#### Records provided

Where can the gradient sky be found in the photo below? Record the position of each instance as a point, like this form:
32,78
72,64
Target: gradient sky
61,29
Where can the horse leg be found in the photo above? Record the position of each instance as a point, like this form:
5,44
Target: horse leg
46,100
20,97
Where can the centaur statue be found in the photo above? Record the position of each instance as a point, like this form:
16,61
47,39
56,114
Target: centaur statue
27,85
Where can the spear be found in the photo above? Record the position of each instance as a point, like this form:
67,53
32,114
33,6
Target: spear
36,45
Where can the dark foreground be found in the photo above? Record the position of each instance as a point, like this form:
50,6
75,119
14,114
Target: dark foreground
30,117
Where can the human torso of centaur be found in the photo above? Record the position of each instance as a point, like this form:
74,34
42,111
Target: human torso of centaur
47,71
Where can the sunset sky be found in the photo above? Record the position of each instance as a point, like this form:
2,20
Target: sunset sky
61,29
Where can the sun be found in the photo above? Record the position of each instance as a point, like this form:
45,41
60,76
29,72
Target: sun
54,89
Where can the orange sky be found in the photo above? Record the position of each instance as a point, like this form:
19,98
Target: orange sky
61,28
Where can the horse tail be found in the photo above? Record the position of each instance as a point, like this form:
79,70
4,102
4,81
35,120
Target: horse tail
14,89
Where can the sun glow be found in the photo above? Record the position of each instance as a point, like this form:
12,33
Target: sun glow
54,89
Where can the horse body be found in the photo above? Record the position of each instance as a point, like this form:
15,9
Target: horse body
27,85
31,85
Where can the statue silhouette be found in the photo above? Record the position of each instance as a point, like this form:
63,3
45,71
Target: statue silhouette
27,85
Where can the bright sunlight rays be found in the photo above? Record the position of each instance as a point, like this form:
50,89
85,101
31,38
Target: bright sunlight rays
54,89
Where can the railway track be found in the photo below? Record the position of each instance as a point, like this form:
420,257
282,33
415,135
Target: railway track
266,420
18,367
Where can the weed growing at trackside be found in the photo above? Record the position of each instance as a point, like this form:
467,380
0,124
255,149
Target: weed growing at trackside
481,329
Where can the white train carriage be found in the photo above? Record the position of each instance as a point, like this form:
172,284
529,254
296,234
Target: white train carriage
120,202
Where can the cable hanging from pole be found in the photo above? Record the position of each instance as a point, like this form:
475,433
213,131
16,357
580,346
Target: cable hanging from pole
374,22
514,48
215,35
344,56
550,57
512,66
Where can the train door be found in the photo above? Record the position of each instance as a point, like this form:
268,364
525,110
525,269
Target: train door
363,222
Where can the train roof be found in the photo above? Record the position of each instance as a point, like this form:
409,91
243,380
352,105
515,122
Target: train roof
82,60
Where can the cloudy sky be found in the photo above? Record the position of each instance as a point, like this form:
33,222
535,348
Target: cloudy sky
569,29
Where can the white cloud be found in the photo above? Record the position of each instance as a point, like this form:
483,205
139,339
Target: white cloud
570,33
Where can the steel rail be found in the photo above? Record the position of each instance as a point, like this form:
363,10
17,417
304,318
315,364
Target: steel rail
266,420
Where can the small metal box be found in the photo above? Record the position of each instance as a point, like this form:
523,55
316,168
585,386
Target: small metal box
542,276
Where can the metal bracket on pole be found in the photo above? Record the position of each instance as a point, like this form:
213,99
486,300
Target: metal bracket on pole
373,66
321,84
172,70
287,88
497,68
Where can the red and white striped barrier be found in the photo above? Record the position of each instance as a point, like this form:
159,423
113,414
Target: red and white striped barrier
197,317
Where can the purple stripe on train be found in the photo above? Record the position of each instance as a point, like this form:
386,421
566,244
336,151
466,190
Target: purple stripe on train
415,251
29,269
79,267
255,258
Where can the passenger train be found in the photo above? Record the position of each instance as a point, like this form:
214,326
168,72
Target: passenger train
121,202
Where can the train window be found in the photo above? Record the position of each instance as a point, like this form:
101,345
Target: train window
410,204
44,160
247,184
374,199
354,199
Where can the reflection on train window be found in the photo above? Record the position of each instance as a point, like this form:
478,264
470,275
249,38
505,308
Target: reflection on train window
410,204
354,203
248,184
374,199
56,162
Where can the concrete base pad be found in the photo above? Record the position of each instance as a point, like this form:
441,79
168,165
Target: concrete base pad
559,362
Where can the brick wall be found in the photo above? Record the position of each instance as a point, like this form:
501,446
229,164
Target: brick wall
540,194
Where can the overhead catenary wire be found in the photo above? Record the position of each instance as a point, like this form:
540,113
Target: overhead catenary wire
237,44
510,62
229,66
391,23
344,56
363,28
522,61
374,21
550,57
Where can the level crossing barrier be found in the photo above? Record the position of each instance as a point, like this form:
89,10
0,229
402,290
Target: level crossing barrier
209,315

########

Exercise goal. Word for word, write out all of the data above.

Answer in full.
Where can the gradient sky be found in the photo below? Record the position of each instance as a point, like this form:
32,78
72,64
Target: gradient sky
61,29
Where can the horse leg be found in the photo above? Record the position of each instance as a point, like this form:
5,44
Target: horse leg
46,100
20,97
Where can the centaur statue be found in the photo above? Record the position of each instance as a point, like this form:
16,61
47,39
56,114
Target: centaur statue
27,85
Where can the spear be found in the photo above? Record the position of each instance as a point, like this form:
67,53
32,114
33,6
Target: spear
36,45
Where can the dark foreground be found in the photo above? Record the position of each instance as a point, like this form:
50,6
75,119
14,114
Target: dark foreground
30,117
Where can the human torso of centaur be found in the photo above? Record the position of each instance as a point, like this form:
74,34
42,111
Target: human torso of centaur
47,71
Where can the sunset sky be found in the photo above? Record the position of each instance as a point, like this form:
2,20
Target: sunset sky
61,29
Where can the sun be found in the photo above? Record the position of each instance as a point, like this form:
45,41
60,76
29,72
Target: sun
54,89
Where can the orange sky be found in the photo above? Record the position of each instance as a point, like this form:
19,98
Target: orange sky
61,28
Where can the horse tail be found in the photo above? Record the position of each instance as a point, like this form:
79,70
4,102
4,81
35,120
Target: horse tail
14,89
Where can the sun glow be found in the photo above? Record the position of each instance as a point, like this form:
12,33
Target: sun glow
54,89
Where can the horse body be found in the photo above? Record the position of each instance as a point, like this form:
15,9
Target: horse body
27,85
31,85
Where can the statue silhouette be found in the photo above? Record the position of each instance as a point, like this form:
63,3
45,71
Target: statue silhouette
27,85
Where can the bright sunlight rays be found in the photo above? Record the position of each instance as a point, like this form:
50,89
85,101
31,38
Target: bright sunlight rays
54,89
Where can the railway track be found in the photo below? Record the position of each instance as a point, like this form:
420,257
282,33
415,135
Target: railway track
266,420
18,367
Where can the weed growing at trackside be found in the photo above? Record the position of each instance as a point, like this form:
467,380
0,124
255,149
Target: weed growing at trackside
481,329
Where can the white train carriage be found in the photo above? Record the position of each instance as a point, like this form:
172,284
529,254
296,234
Target: white train carriage
120,202
Where can the cable hanging from pole be found in the photo above? Record the position of each instance as a point, like this form:
475,433
213,131
16,357
580,346
Target: cable hanging from pole
374,22
514,48
215,35
344,56
550,57
512,66
Where can the train door be found in the photo above? Record the position of each instance as a point, like this form:
268,364
525,110
525,269
Target: train door
363,222
Where can the train roof be found in the photo above? Record the position of each instance as a point, like this form:
409,91
243,380
352,105
515,122
Target: train roof
82,60
Where can the cloudy sky be found in the photo above? Record the position of each instance as a point, like this form:
33,222
535,348
Target: cloudy sky
569,29
Where can the white cloud be found in the photo above? Record the position of each instance as a point, like this form:
483,205
139,339
Target: white cloud
570,33
Where can the steel rail be found in the photo above? Record the position of each instance as a point, like this form:
363,10
17,417
304,318
315,364
Target: steel rail
266,420
Where can the small metal box be found in the photo above? Record the position of each instance as a point, like this form:
523,55
316,168
585,386
Target: small metal box
542,276
Where can the metal bracket on pole be found in the photo above? Record the position of each instance as a point, like this form:
213,99
486,300
Target: metal bracket on pole
373,66
321,84
172,70
287,88
497,68
Where can the red and white striped barrier be found in the photo above? Record the position of each instance as a point, like this form:
159,423
113,414
Target: red and white striped barrier
197,317
Where can the purple stripe on train be found in the photo above? Record the position of each instance as a point, like this form:
386,421
566,244
336,151
466,190
Target: purple stripe on train
415,251
29,269
79,267
255,258
Where can the passenger train be found in the photo above? Record the position of each instance as a point, like this form:
214,326
168,72
Target: passenger train
121,202
Where can the train window be found in the photo above? Record the position of each instance as a point, like this form:
101,345
Target: train window
410,204
44,160
247,184
374,199
354,199
Where can the reflection on train window be found in the photo above? Record the position of each instance as a point, like this form:
478,264
470,275
249,38
505,308
Target: reflection on train window
410,204
354,203
248,184
374,199
56,162
Where can the concrete base pad be found in the photo above? Record the position of each instance as a point, like this form:
441,79
168,165
Target: concrete base pad
559,362
Where can the brick wall be found in the photo above? Record the position of each instance as a point, like this form:
501,446
229,164
Target: brick wall
540,194
Where can the overhead catenary wire be found in the photo above? Record the position of each instance as a point, like this form:
540,113
Target: overhead catenary wire
237,44
510,62
229,66
391,23
344,56
363,28
522,61
374,21
550,57
Where can the level crossing barrier be found in the photo above? Record the position of each instance as a point, like this form:
89,10
0,229
402,290
Target: level crossing barrier
209,315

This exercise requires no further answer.